**Stored records:**

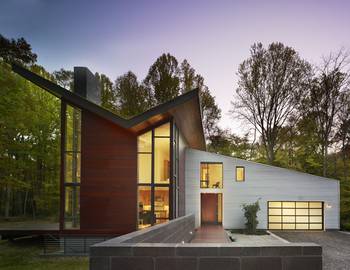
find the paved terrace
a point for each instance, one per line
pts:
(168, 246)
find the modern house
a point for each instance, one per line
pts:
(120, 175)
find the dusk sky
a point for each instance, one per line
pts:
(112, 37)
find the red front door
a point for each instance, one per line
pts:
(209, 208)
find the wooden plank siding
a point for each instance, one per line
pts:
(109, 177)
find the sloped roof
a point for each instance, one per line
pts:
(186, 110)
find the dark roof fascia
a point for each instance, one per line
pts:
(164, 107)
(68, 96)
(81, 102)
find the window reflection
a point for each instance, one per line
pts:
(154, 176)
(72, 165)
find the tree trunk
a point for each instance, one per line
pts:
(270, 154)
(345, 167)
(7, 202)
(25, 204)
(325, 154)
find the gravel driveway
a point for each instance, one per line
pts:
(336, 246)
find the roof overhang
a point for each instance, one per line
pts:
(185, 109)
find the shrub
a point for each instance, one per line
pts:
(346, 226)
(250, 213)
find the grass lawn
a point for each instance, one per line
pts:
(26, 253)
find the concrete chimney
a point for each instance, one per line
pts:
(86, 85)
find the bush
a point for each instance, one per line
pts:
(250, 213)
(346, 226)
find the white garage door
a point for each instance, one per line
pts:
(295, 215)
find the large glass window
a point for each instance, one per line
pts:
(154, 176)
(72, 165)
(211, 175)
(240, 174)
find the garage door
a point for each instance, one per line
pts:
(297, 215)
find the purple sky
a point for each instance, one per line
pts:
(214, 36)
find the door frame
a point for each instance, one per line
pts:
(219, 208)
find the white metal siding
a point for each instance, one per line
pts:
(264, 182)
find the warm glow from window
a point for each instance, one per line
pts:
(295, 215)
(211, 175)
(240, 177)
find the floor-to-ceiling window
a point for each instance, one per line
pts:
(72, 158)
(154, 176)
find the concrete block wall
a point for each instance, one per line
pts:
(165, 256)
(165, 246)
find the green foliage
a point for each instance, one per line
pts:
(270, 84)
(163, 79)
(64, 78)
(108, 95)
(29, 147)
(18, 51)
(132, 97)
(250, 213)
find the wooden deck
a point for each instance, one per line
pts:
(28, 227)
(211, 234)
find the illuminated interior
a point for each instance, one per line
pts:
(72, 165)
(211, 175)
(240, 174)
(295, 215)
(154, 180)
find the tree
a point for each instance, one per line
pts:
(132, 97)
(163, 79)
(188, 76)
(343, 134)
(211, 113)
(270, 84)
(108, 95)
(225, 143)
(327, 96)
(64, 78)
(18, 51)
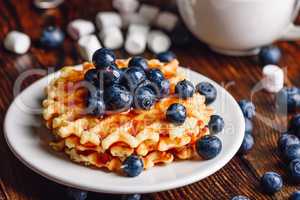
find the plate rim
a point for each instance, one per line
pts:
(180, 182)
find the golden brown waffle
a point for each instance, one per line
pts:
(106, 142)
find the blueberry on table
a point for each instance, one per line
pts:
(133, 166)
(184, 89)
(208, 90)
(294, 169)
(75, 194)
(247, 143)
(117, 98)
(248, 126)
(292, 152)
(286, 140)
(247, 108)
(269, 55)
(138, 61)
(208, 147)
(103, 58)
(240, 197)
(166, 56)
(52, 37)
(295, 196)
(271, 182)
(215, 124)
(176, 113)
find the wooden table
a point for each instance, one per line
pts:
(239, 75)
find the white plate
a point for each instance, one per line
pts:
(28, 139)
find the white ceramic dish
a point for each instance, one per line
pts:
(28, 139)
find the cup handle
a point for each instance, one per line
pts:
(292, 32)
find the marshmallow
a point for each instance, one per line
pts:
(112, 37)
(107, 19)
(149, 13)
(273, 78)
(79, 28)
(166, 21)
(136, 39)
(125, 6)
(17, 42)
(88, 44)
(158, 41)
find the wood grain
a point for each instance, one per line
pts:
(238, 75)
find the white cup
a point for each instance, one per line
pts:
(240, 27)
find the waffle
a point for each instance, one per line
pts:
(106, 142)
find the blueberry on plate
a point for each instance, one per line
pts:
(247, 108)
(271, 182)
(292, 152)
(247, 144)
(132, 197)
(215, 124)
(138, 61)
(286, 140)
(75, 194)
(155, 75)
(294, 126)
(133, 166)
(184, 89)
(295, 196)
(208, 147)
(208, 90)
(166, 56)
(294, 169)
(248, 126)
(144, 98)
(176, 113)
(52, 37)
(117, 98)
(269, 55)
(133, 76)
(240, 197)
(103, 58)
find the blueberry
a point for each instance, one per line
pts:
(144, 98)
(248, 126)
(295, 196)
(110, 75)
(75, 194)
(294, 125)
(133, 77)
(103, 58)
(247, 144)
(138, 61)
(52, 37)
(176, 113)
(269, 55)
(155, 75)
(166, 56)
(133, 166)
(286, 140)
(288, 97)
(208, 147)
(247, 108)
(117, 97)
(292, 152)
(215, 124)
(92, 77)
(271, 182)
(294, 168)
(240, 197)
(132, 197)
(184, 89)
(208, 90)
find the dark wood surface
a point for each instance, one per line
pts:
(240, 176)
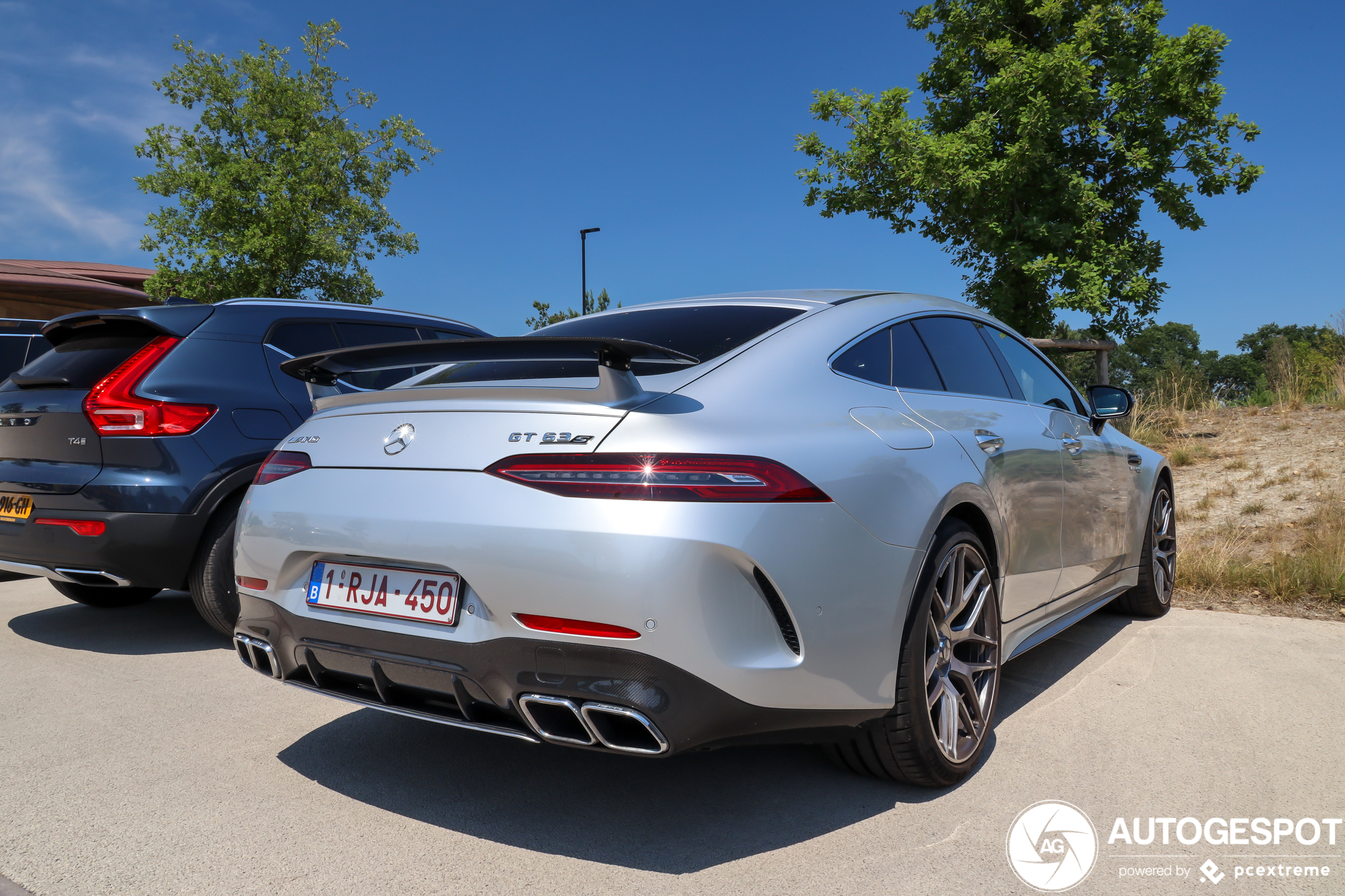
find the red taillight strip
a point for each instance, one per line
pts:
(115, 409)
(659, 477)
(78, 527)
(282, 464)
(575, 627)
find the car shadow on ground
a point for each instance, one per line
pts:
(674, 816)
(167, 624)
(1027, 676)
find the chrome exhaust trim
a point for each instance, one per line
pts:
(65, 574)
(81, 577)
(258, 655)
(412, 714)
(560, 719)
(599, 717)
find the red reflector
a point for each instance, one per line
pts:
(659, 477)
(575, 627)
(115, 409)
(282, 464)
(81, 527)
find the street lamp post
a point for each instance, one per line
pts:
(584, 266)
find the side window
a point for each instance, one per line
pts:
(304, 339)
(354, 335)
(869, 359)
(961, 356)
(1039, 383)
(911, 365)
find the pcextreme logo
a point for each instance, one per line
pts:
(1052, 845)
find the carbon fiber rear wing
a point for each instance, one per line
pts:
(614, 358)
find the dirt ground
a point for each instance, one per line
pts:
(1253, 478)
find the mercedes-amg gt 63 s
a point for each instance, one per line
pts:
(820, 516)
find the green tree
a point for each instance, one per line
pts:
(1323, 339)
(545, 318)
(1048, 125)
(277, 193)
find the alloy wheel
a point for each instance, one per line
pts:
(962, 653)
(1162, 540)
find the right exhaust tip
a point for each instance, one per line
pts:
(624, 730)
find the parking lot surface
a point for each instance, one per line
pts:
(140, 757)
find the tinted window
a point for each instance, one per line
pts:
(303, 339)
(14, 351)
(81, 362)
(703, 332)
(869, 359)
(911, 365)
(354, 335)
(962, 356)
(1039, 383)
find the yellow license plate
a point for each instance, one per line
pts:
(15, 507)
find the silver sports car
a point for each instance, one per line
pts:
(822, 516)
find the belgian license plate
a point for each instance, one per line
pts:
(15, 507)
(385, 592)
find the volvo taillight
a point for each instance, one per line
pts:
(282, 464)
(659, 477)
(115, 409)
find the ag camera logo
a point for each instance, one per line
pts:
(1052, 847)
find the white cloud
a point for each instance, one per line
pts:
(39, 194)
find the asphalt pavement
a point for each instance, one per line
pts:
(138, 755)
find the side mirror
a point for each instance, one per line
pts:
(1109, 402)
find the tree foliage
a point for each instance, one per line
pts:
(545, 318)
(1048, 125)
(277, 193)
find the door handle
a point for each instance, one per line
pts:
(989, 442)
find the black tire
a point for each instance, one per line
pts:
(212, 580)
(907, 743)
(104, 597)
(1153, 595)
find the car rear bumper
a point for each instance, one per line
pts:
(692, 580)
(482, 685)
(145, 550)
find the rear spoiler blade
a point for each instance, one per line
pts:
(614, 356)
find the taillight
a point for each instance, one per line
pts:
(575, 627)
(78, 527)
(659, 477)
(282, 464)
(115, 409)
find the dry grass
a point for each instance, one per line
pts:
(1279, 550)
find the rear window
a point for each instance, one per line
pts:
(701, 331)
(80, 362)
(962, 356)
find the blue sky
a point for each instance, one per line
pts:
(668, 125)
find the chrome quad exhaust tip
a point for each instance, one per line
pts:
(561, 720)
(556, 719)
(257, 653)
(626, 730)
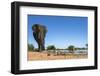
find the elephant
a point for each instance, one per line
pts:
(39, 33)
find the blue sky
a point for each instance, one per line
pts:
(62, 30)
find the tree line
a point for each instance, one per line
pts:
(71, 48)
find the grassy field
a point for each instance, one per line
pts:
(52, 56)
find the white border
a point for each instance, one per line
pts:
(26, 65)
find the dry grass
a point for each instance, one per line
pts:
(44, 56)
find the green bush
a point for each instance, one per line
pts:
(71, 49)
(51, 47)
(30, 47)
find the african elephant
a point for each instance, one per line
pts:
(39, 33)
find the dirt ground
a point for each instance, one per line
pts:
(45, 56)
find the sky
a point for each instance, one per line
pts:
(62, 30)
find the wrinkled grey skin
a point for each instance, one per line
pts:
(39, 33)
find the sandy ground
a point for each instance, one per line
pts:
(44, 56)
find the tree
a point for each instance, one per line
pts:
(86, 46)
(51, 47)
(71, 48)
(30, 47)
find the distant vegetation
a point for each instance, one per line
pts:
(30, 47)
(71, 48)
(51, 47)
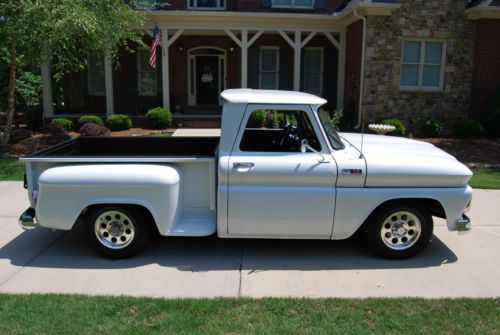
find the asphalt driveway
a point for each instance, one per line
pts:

**Work required:** Please output exactly the lines from the line containing "find the chrome quad exhaust tip" through the last line of the records above, both included, and leave out any pictures.

**Full answer:**
find the chrome quad exhaust tip
a point for each instance, one per line
pts:
(561, 720)
(556, 719)
(257, 653)
(626, 730)
find the elephant
a point for each instance, one per line
pts:
(39, 33)
find the blue sky
a point for each instance, one per line
pts:
(62, 30)
find the tree line
a point for each instance, one per line
pts:
(71, 48)
find the grassy field
a point for each instance, one per line
pts:
(52, 56)
find the white border
a point for each instance, one per line
pts:
(26, 65)
find the dry grass
a point for each instance, one per line
pts:
(44, 56)
find the green bush
a point for each instance, one per line
pts:
(71, 49)
(51, 47)
(30, 47)
find the african elephant
a point for each instance, one per line
pts:
(39, 33)
find the dirt ground
a point for each instance, one per line
pts:
(45, 56)
find the sky
a point for each instance, one per line
pts:
(62, 30)
find the wrinkled grey skin
a point for each instance, one per line
pts:
(39, 33)
find the sandy ground
a point for each instance, one per line
pts:
(44, 56)
find the tree
a point for each instance, one per line
pts:
(86, 46)
(51, 47)
(71, 48)
(30, 47)
find the distant vegetation
a point for each instance, one per line
pts:
(30, 47)
(71, 48)
(51, 47)
find the asphalt driveway
a point for each instance, one per line
pts:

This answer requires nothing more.